--- Given text ---

Quilting for a cause
Published 10:34 am Wednesday, September 12, 2018
By DAISY WASHINGTON / Community Columnist
Whether it was to fight back a chill in the air or just to cozy up beside a loved one, most people have experienced the comforting embrace of a quilt.
The brainchild and founder of Quilts for Kids (Q4K), Linda Arye, has done just that for children with life-threatening illnesses as well as children of abuse for nearly two decades.
It distributes 30,000 quilts annually, and between 2000 and 2016, totaled about 200,000. Headquartered in Pennsylvania, Q4K has 98 sister chapters throughout North America and the Bahamas.
The Alabama chapter was established in 2010. Chapter Co-Leaders are Agnes Poole and Sheila Gallups.
Agnes is an Alabama State Council on the Arts Master Quilter and teaches a quilting class of eight students (two of which are males).

--- Dataset content ---

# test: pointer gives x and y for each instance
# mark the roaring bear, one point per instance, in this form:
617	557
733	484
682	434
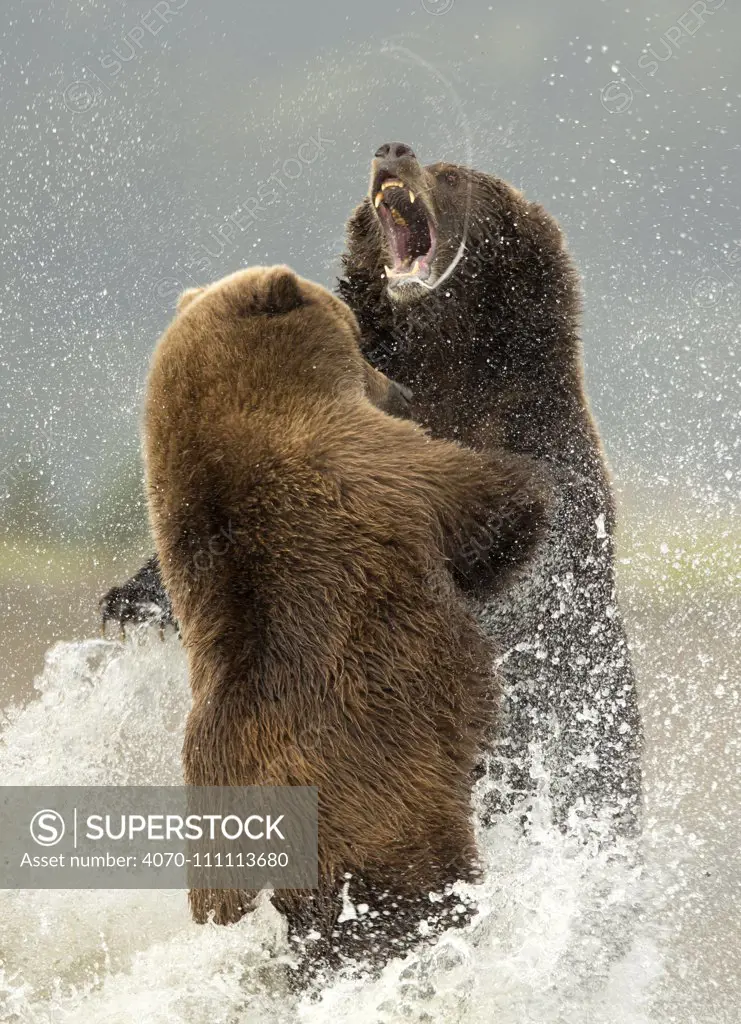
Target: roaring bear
465	293
327	642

---

What is being asked
Rewrite the paragraph of the quilting column above that begins "Agnes is an Alabama State Council" as a short bulleted list, keeping its main facts.

Reply to the task
- Agnes is an Alabama State Council on the Arts Master Quilter.
- She teaches a quilting class of eight students.
- Two of those students are male.